Set out every line of the items below as a numbered list, skipping any blank lines and leaving out the pictures.

[BEGIN Record extracts]

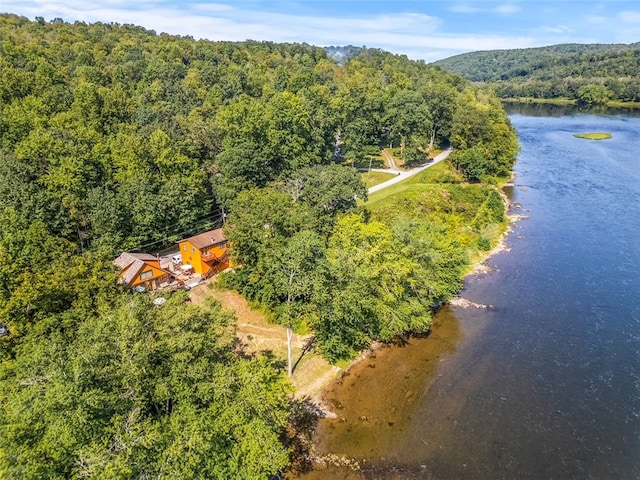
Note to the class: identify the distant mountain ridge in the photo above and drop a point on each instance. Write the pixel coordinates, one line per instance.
(556, 71)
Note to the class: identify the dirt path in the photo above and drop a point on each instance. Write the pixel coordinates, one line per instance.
(393, 168)
(404, 174)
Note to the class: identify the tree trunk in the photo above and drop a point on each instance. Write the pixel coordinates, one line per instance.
(289, 353)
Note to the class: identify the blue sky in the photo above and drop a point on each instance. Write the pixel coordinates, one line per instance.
(427, 30)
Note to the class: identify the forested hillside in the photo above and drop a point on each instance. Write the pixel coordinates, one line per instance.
(590, 74)
(115, 138)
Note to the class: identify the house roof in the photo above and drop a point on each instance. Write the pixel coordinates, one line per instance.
(206, 239)
(133, 263)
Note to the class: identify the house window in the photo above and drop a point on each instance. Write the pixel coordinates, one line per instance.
(145, 275)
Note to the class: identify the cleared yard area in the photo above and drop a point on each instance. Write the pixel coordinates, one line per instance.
(311, 373)
(376, 178)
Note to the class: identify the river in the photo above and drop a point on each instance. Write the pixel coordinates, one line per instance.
(544, 383)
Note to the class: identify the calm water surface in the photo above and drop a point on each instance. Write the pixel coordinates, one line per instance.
(545, 382)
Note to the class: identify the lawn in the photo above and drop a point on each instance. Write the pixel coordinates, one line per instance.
(371, 179)
(430, 175)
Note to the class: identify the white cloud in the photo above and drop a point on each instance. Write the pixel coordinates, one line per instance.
(504, 9)
(416, 35)
(629, 17)
(560, 29)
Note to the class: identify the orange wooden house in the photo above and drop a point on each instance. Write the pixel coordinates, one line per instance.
(141, 269)
(207, 253)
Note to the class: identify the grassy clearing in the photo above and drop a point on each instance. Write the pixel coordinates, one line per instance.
(371, 179)
(593, 136)
(258, 334)
(439, 173)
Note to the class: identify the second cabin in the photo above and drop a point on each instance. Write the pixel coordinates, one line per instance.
(206, 253)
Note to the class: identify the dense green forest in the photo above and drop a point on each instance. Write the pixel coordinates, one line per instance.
(590, 74)
(113, 138)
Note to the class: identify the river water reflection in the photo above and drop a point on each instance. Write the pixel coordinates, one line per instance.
(545, 383)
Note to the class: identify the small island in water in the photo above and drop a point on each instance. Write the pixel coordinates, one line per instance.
(593, 136)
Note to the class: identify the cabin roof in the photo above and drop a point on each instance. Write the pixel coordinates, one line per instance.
(133, 263)
(206, 239)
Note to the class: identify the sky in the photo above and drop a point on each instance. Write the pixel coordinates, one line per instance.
(426, 30)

[END Record extracts]

◆ **Response**
1. Note to the class: identify the distant mountain ridge in the photo above and drop a point on each instance. Write the pixel coordinates, one line per instance.
2. (556, 71)
3. Note to the class: identify the dirt path in the photo above and drop a point on each instance. Write the pixel coordinates, one line per instance.
4. (393, 168)
5. (404, 174)
6. Note to the class: identify the tree trunk in the photo above and drop a point on each instance. Write the pixel coordinates, one line per instance.
7. (289, 353)
8. Note to the class: identify the blue sky in the photo above and drop a point on each instance. Write the pixel coordinates, one line per instance.
9. (427, 30)
10. Note to the class: identify the forested hillside in the photo above and drop a point on each instance. Write the pixel coordinates, one line per instance.
11. (590, 74)
12. (115, 138)
13. Note to the class: identify the house roof in the photo above and drop a point on each instance. Write the pixel coordinates, one line per instance.
14. (206, 239)
15. (133, 263)
16. Note to the class: identify the house window in the photo above and drop a point on each instance. Write the pixel coordinates, one line per instance.
17. (145, 275)
18. Note to the class: identify the cleared yard area in the photo above and drop a point on each instance. Write the pixel coordinates, one line per instance.
19. (311, 373)
20. (376, 178)
21. Note to the class: identify the river in the photo above and drop a point on each instance. Write the pixel coordinates, one line per instance.
22. (544, 383)
23. Note to the class: identify the calm water surface in the photo above and drop a point on each instance. Write the pixel coordinates, one line per instance.
24. (545, 382)
25. Note to the class: identify the lawn in the photo above and drop a point on each instance. Write the pixel coordinates, one line per instance.
26. (371, 179)
27. (430, 175)
28. Note to the class: identify the white cloud in the photo above and drop a point on each instance. Write the pixel coordinates, one line per instance.
29. (504, 9)
30. (416, 35)
31. (629, 17)
32. (560, 29)
33. Note to the class: identify the orange wooden house in the photo above and drop a point on each instance. Write the pixel coordinates, one line per instance.
34. (141, 269)
35. (207, 253)
36. Note to the class: identify the grassy clearing in the photo above and drop a point on each instance. Write the pixel coordinates, one line per instance.
37. (371, 179)
38. (593, 136)
39. (258, 334)
40. (439, 173)
41. Note to the class: identify the second cabin in the photo above and drop a point on each instance. Write the pixel coordinates, one line per instance.
42. (206, 253)
43. Note to the class: identify the dense green forest in the photo above and drop a point on each instance. Write the pixel coordinates, one line per instance.
44. (590, 74)
45. (113, 138)
46. Note to the class: identify the river water reflection in the photo above and drop a point on each instance. Write the pixel coordinates, one line per instance.
47. (545, 383)
48. Note to the class: identify the small island in water in the photo above and drop a point on each instance. Write the pixel coordinates, one line per instance.
49. (593, 136)
50. Note to the class: identify the cabin roof in the photo above and drop a point on each instance. Write the pixel coordinates, one line per instance.
51. (133, 263)
52. (206, 239)
53. Note to the class: identify the sky in the photo above and drop a point on each instance. Write the pixel coordinates, one line per instance.
54. (426, 30)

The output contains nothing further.